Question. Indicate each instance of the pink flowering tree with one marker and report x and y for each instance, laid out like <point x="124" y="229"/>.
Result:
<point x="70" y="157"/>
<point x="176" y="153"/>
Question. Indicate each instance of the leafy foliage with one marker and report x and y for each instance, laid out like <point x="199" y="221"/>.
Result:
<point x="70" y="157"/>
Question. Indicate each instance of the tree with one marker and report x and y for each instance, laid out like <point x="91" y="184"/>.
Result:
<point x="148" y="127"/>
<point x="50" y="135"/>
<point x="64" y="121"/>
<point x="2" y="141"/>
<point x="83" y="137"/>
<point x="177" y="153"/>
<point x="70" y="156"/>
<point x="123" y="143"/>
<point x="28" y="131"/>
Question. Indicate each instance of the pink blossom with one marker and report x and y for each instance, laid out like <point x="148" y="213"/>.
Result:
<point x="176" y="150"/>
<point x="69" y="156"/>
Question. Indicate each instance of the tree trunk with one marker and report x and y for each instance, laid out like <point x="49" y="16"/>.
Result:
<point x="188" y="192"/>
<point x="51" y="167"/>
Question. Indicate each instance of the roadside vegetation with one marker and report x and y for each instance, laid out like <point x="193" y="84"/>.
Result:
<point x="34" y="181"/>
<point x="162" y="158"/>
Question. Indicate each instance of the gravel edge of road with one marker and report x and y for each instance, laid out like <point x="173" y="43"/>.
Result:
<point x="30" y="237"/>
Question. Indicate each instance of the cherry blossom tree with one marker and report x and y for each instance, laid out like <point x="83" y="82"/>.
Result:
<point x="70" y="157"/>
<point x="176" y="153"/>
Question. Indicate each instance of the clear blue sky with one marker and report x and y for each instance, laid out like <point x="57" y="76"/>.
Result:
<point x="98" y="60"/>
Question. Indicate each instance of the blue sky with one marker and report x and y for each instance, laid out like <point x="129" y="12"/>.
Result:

### Problem statement
Repeat the records from the line containing "Question. Indicate each instance of the blue" through the end of the records, inclusive, switching "blue sky" to "open sky" and leaving everything else unchanged.

### The output
Question. Indicate each instance of the open sky with one marker and report x and y for each instance, laid out like <point x="129" y="12"/>.
Result:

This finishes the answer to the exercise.